Currently, the US has suffered somewhere in the neighborhood of 4,000 military war dead and 60,000 or more mutilated. (I use “mutilated” because “wounded” is simply too sanitized to suit me.)
Honest, however, I don’t think many give much of a damn about the dead and mutilated. Not really. They tsk, tsk, shake their heads, then go back to the worries that intimately impact their daily lives. Unless they know someone who has died or been mutilated in the effort, they don’t care all that much. They may say they do, but I won’t believe them. It’s just not in human nature to.
So let’s get to the nitty-gritty that they absolutely will care about; not perhaps now, but will: the money end.
Tragically, it’s very much like an interest-only subprime mortgage: Ya say, “Yeah, I can afford that.” So you make the deal, not thinking about the fine print in the deal that’s going to eventually crush you. I’m talking now about the downstream costs that were illustrated recently by Nobel Laureate Joseph Stiglitz. He postulated his total estimated costs of Iraq, $3 trillion were very likely “conservative,” that the actual realized costs for the 50+ years of care and disability payments we have morally contracted to owe our maimed and mutilated vets will approach or exceed $5 trillion!
It did not start with the Bush administration; the smoke and mirrors budget game. It’s been going on for at least the last 40: inappropriately including, as part of the Revenue side of the ledger, wage-earners’ Social Security deposits. By doing this in 2006, the Bush budget claimed the interest payments on the national debt composed only 8% of the pie. (http://www.fms.treas.gov/mts/index.html and http://www.whitehouse.gov/omb/budget/fy2007/) The truth of the matter was and is the portion is 20%; $406 billion, mostly INTEREST ONLY! It was and remains the third-largest annual federal expense!
Of the $9.4 trillion owed, $5.6 is held by the US public, $3.8 trillion, or an entire 40%, is held by foreigners and foreign governments. By the time President Bush leaves office the debt will be at or closing in fast on $10 trillion, a doubling in a mere eight years! Interest-bearing debt, the payments of which buy none of us a thing!

Information supplied:
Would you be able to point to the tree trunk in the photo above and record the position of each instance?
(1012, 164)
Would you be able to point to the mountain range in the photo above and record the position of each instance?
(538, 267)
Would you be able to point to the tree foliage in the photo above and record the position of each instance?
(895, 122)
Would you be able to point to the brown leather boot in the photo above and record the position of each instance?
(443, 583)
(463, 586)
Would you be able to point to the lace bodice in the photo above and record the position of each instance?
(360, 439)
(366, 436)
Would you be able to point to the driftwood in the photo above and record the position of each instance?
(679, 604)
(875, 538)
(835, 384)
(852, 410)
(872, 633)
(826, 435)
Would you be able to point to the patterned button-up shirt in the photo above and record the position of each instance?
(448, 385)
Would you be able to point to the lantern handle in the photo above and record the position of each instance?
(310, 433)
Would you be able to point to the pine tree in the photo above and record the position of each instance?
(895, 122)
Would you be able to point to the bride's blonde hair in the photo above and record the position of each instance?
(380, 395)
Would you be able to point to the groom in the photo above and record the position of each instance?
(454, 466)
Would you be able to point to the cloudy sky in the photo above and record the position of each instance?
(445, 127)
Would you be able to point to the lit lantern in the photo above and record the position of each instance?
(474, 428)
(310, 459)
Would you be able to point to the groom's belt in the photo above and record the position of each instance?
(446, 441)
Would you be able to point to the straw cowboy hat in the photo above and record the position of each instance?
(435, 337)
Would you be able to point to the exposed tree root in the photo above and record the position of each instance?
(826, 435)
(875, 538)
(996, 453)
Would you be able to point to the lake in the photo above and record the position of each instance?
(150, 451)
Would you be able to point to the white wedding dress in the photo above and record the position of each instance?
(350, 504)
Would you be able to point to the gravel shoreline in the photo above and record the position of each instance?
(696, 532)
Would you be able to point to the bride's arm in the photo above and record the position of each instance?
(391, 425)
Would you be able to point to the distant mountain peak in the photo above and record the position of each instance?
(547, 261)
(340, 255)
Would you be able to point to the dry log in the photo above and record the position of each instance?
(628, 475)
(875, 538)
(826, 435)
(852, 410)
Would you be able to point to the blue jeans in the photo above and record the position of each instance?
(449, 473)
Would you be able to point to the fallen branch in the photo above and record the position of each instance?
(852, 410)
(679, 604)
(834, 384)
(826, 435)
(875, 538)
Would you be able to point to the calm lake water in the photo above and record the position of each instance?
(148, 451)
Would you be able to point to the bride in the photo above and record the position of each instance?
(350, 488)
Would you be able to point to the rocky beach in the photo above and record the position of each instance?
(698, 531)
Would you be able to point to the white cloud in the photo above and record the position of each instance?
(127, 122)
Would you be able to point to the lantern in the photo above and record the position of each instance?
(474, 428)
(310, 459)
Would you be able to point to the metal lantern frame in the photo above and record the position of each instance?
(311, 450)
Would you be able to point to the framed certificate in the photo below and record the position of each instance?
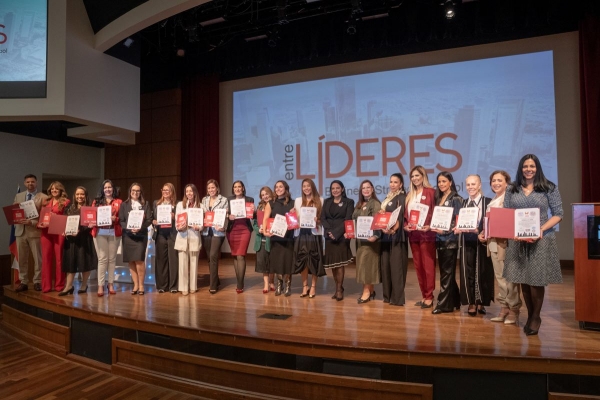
(363, 227)
(135, 219)
(104, 216)
(307, 217)
(442, 218)
(163, 215)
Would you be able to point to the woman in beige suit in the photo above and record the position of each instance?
(509, 294)
(187, 242)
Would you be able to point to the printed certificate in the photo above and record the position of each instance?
(238, 208)
(72, 227)
(163, 215)
(363, 227)
(442, 218)
(30, 209)
(104, 216)
(527, 223)
(307, 217)
(135, 219)
(279, 227)
(467, 219)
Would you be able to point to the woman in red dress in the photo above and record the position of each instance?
(52, 245)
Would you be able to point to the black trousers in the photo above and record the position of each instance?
(394, 263)
(212, 245)
(449, 297)
(166, 268)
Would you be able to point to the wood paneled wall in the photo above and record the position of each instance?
(156, 156)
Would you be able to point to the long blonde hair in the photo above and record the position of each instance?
(413, 189)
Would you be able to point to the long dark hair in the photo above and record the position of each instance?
(438, 192)
(540, 182)
(341, 185)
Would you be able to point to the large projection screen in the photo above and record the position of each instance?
(469, 110)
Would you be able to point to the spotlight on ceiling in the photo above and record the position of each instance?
(449, 9)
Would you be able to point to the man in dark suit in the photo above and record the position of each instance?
(28, 237)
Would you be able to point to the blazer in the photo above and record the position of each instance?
(189, 239)
(124, 215)
(115, 206)
(427, 197)
(221, 202)
(297, 205)
(29, 230)
(336, 227)
(248, 220)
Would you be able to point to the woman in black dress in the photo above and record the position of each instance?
(336, 210)
(135, 241)
(281, 258)
(79, 254)
(167, 261)
(394, 246)
(446, 243)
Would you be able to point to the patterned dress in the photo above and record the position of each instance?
(535, 264)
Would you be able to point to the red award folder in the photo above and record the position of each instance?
(292, 220)
(380, 221)
(501, 223)
(9, 213)
(349, 229)
(209, 217)
(249, 210)
(58, 224)
(413, 218)
(88, 216)
(44, 220)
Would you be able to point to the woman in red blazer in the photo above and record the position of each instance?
(420, 236)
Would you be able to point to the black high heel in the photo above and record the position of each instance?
(70, 291)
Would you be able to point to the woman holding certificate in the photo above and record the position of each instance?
(187, 242)
(394, 248)
(476, 271)
(281, 257)
(443, 222)
(135, 217)
(167, 265)
(52, 245)
(534, 263)
(509, 294)
(107, 237)
(213, 236)
(239, 230)
(79, 254)
(262, 243)
(420, 201)
(367, 242)
(337, 209)
(308, 244)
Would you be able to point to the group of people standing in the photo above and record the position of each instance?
(520, 266)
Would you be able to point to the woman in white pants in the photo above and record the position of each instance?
(187, 242)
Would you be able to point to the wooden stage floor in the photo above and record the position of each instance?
(371, 332)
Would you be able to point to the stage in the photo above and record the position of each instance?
(263, 334)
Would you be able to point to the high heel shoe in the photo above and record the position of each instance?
(70, 291)
(304, 294)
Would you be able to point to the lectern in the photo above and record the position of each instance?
(586, 233)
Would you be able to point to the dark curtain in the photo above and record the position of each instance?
(200, 132)
(589, 77)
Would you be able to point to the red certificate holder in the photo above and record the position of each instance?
(349, 229)
(501, 223)
(58, 224)
(88, 216)
(209, 217)
(381, 221)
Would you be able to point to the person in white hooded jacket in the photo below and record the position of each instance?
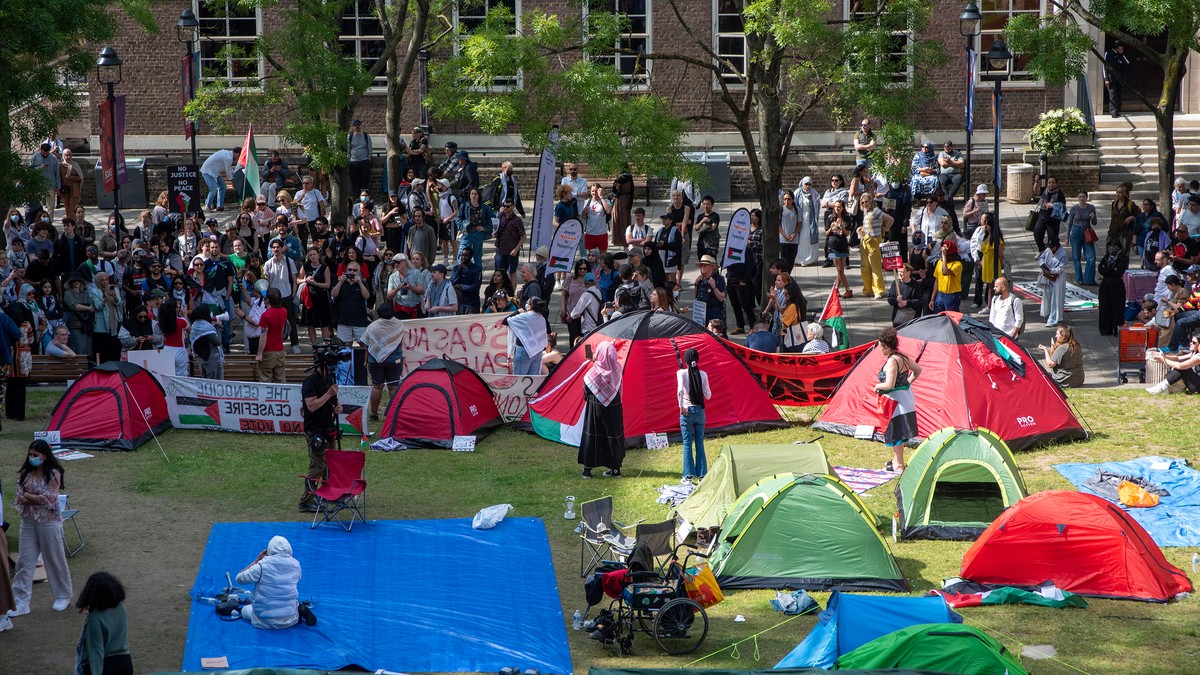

Your tasks:
#1 In the piece on Iraq war costs and the national debt, rewrite the stretch from "Of the $9.4" through "us a thing!", changing "foreigners" to "overseas investors".
#2 According to the piece on Iraq war costs and the national debt, how much of the $9.4 trillion owed is held by foreigners and foreign governments?
#3 Continue the piece on Iraq war costs and the national debt from where it stops.

Answers:
#1
Of the $9.4 trillion owed, $5.6 is held by the US public, $3.8 trillion, or an entire 40%, is held by overseas investors and foreign governments. By the time President Bush leaves office the debt will be at or closing in fast on $10 trillion, a doubling in a mere eight years! Interest-bearing debt, the payments of which buy none of us a thing!

#2 $3.8 trillion, or 40%.

#3
Those payments are fixed expenses. Other than paying more annually than is required, nothing whatsoever the US can do will lessen them. Default is not an option.
To make it easier to grasp, how the spot we’re in is foreboding, let’s suppose your own budget reflects $80,000 of annual outgo from $100,000 income. Easy to see you’ve got a nice $20,000 cushion. ¡No problemo! Not so long as that $100,000, the result of you and your life partner’s full-time employment, is not suspended because one of you get injured or lose your job, and aren’t able to find an equivalent replacement. On a national scale, national recessions and depressions are akin to one of you losing your income. And that’s how a 20% part of the pie could, in a serious economic downturn, become 25%, or 30%.
But wait! There are other social contracts we’ve made that cannot be amended either, regardless of economic circumstances; Social Security payments to those eligible to receive them, Medicare, Medicaid — presently 54% of the White House concocted budget. Doesn’t matter, though. All the sums that have been borrowed from the Social Security Trust fund have been dumped into the sum that is the national debt.
Of every tax dollar that is calculated as the total of the budget, as of FY 2007, when, according to Bush and his supporters, supposedly times were great, only 18¢ was available for discretionary spending; education, infrastructure, etc. Review the paragraph, the second one prior to this. My bet is that that 18¢ has shrunk considerably. What do you think?